Exercise prompt -
The response must contain each line of the material that holds "dirt".

** Opening Data in this exercise block **

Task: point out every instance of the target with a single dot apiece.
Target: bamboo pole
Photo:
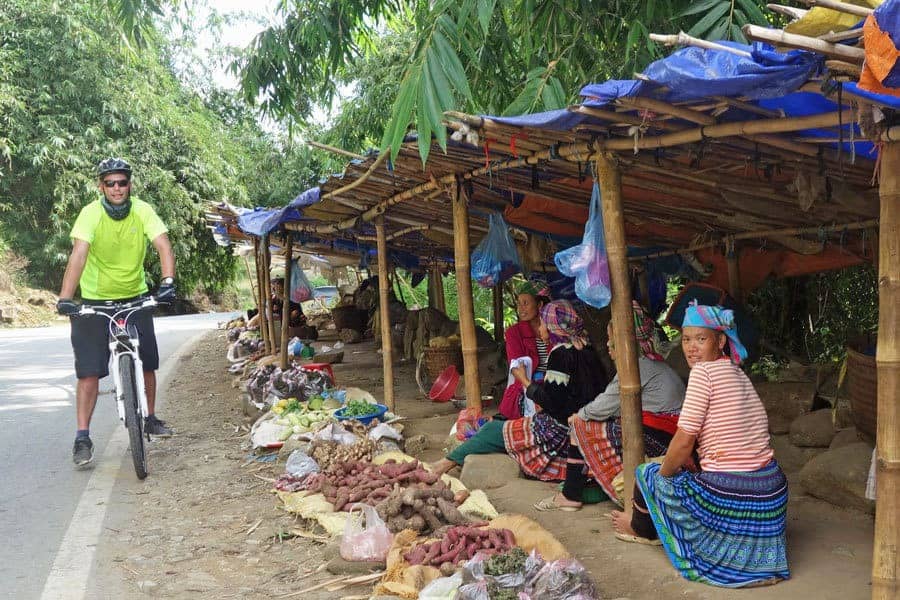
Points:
(885, 559)
(461, 250)
(286, 298)
(387, 351)
(498, 313)
(261, 300)
(267, 276)
(792, 40)
(623, 321)
(734, 272)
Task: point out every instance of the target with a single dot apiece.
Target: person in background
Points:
(596, 430)
(523, 339)
(574, 377)
(724, 525)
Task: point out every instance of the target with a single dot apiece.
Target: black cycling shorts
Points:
(90, 342)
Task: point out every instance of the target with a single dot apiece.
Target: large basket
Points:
(438, 359)
(862, 385)
(349, 317)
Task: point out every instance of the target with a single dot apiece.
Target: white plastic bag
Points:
(369, 543)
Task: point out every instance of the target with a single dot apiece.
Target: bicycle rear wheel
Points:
(134, 420)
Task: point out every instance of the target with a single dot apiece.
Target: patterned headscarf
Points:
(563, 323)
(719, 319)
(644, 330)
(536, 288)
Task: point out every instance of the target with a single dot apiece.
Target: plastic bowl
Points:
(445, 385)
(365, 419)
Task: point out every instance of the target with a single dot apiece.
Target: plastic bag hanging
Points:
(587, 262)
(495, 259)
(301, 289)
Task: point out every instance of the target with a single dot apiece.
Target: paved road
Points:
(39, 488)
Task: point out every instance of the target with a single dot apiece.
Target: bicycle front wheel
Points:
(134, 420)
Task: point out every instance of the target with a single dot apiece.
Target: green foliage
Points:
(492, 56)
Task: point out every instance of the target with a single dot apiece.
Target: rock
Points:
(788, 399)
(844, 437)
(839, 476)
(813, 430)
(339, 566)
(148, 587)
(488, 471)
(779, 424)
(790, 457)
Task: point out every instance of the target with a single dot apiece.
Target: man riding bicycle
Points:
(109, 242)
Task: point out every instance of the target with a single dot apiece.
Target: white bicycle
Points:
(128, 372)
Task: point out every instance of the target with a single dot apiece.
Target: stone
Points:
(790, 457)
(779, 424)
(788, 399)
(844, 437)
(339, 566)
(488, 471)
(813, 430)
(839, 476)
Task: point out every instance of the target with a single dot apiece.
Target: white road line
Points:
(68, 578)
(69, 574)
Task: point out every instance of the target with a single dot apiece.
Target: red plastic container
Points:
(445, 385)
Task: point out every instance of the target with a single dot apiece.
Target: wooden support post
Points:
(262, 297)
(732, 256)
(885, 559)
(622, 320)
(286, 298)
(267, 276)
(498, 313)
(466, 307)
(384, 315)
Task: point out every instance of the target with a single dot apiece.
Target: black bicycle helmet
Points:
(113, 165)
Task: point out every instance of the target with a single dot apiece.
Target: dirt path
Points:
(204, 525)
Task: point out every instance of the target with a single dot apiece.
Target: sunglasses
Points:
(111, 183)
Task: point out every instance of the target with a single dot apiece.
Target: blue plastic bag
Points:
(495, 259)
(587, 262)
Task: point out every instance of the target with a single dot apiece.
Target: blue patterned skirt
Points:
(725, 529)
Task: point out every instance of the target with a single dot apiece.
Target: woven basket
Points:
(862, 387)
(349, 317)
(438, 359)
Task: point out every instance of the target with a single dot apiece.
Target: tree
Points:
(492, 56)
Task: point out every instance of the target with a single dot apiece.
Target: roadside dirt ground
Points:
(204, 525)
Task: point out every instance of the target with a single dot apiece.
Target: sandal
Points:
(627, 537)
(549, 503)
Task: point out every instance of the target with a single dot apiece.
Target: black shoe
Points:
(154, 426)
(83, 451)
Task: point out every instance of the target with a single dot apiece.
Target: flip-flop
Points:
(634, 539)
(548, 504)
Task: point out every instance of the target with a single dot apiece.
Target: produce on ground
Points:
(460, 544)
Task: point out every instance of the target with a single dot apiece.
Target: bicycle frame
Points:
(124, 339)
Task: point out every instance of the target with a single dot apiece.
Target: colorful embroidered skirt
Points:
(540, 444)
(725, 529)
(600, 443)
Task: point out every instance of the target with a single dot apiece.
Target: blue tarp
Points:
(263, 221)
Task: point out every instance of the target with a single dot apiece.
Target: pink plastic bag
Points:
(369, 543)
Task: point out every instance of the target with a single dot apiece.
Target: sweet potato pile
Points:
(460, 544)
(347, 483)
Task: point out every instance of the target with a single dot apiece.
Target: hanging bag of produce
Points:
(495, 259)
(587, 262)
(365, 543)
(301, 289)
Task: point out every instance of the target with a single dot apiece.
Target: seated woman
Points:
(574, 377)
(725, 524)
(596, 430)
(523, 339)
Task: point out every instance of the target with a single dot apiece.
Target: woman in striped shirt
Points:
(724, 525)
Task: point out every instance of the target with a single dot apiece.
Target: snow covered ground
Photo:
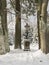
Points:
(20, 57)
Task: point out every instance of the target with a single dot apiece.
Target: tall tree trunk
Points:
(43, 26)
(18, 26)
(38, 19)
(4, 24)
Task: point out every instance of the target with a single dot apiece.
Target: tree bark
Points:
(43, 27)
(18, 26)
(4, 24)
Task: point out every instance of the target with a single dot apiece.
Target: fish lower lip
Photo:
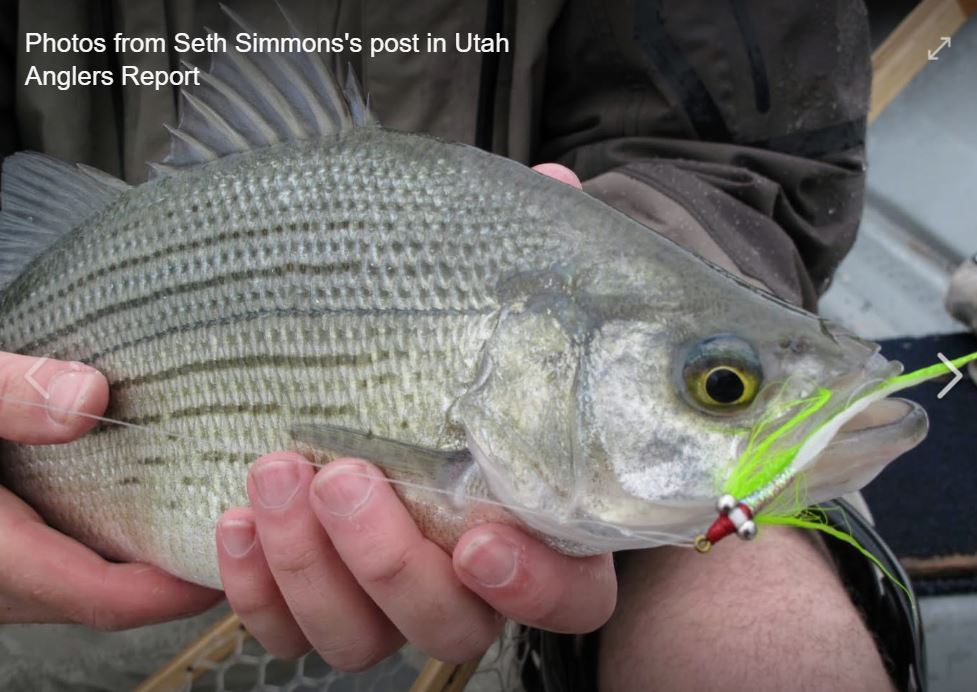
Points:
(866, 444)
(889, 416)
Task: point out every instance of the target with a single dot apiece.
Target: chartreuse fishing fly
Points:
(767, 483)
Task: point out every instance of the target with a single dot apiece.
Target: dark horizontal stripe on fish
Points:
(181, 289)
(323, 412)
(210, 242)
(325, 361)
(272, 312)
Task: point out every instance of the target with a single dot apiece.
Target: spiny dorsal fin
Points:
(42, 199)
(251, 100)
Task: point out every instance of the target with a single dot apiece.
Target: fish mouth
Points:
(864, 445)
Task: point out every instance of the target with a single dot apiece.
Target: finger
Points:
(251, 589)
(534, 585)
(561, 173)
(38, 397)
(336, 616)
(57, 579)
(408, 576)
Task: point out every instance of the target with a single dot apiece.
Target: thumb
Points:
(39, 399)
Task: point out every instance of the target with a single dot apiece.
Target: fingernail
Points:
(238, 536)
(276, 483)
(67, 392)
(490, 560)
(344, 488)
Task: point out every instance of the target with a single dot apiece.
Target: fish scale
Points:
(229, 319)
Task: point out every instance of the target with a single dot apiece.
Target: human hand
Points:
(44, 575)
(332, 560)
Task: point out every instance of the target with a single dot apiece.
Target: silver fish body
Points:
(507, 347)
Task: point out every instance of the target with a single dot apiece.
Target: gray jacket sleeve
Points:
(736, 128)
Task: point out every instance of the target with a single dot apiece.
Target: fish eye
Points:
(722, 373)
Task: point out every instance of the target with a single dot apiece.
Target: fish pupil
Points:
(725, 386)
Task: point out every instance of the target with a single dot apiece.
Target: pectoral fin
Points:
(403, 459)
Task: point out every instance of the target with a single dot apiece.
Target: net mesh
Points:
(238, 663)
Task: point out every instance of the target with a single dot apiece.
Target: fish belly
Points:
(350, 283)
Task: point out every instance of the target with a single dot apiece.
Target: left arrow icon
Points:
(957, 376)
(29, 376)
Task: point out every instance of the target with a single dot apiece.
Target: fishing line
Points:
(646, 534)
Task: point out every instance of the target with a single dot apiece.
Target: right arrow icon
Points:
(944, 43)
(957, 376)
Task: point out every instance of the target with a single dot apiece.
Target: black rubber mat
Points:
(925, 503)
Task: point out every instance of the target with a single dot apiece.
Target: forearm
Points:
(770, 615)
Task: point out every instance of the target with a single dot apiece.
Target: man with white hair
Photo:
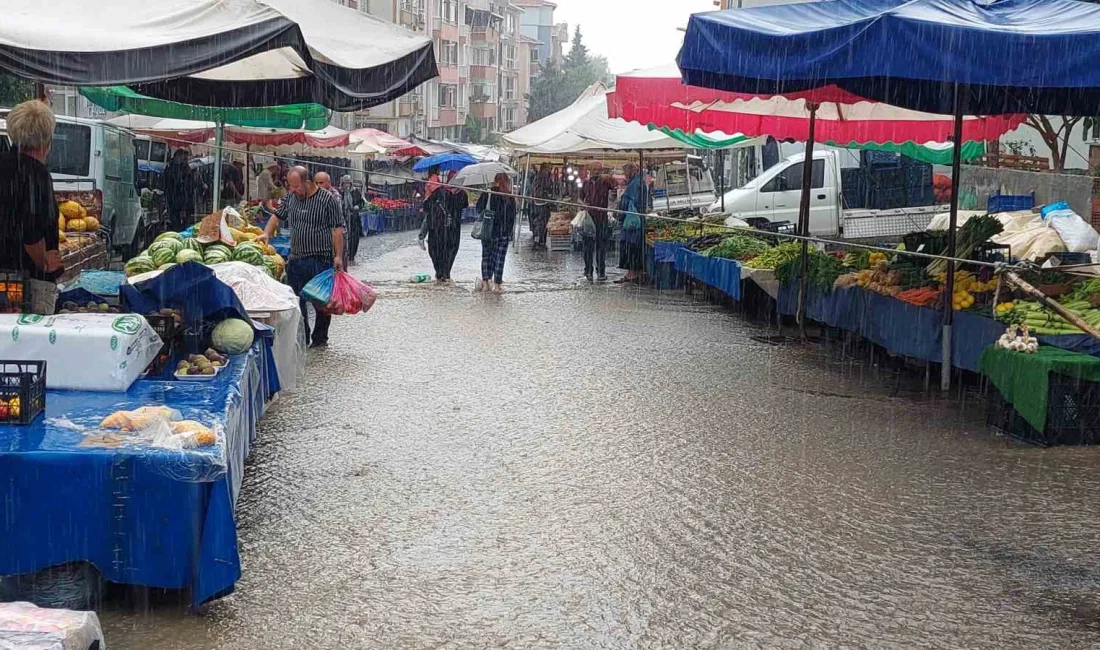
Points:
(29, 240)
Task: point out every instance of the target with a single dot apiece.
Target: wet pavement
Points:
(589, 466)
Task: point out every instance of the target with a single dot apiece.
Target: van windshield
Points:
(70, 153)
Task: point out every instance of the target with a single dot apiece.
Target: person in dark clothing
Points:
(542, 190)
(596, 195)
(29, 237)
(353, 202)
(179, 190)
(442, 227)
(634, 204)
(504, 220)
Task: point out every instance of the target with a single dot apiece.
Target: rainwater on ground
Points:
(593, 466)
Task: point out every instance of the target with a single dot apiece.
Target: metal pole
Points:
(945, 377)
(218, 143)
(807, 176)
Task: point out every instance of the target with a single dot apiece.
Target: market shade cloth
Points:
(482, 174)
(372, 141)
(121, 99)
(584, 127)
(659, 97)
(1008, 56)
(936, 153)
(222, 53)
(1023, 378)
(444, 162)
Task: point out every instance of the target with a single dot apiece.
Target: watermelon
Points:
(232, 335)
(188, 255)
(162, 255)
(139, 264)
(249, 254)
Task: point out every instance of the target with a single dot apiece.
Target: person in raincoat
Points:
(442, 227)
(352, 200)
(633, 205)
(503, 206)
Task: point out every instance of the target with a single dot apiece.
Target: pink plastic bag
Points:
(350, 296)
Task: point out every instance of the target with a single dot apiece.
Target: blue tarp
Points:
(909, 330)
(908, 53)
(724, 275)
(142, 515)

** Closing Data in this exercise block **

Task response -
Target: dirt path
Target: roadside dirt ground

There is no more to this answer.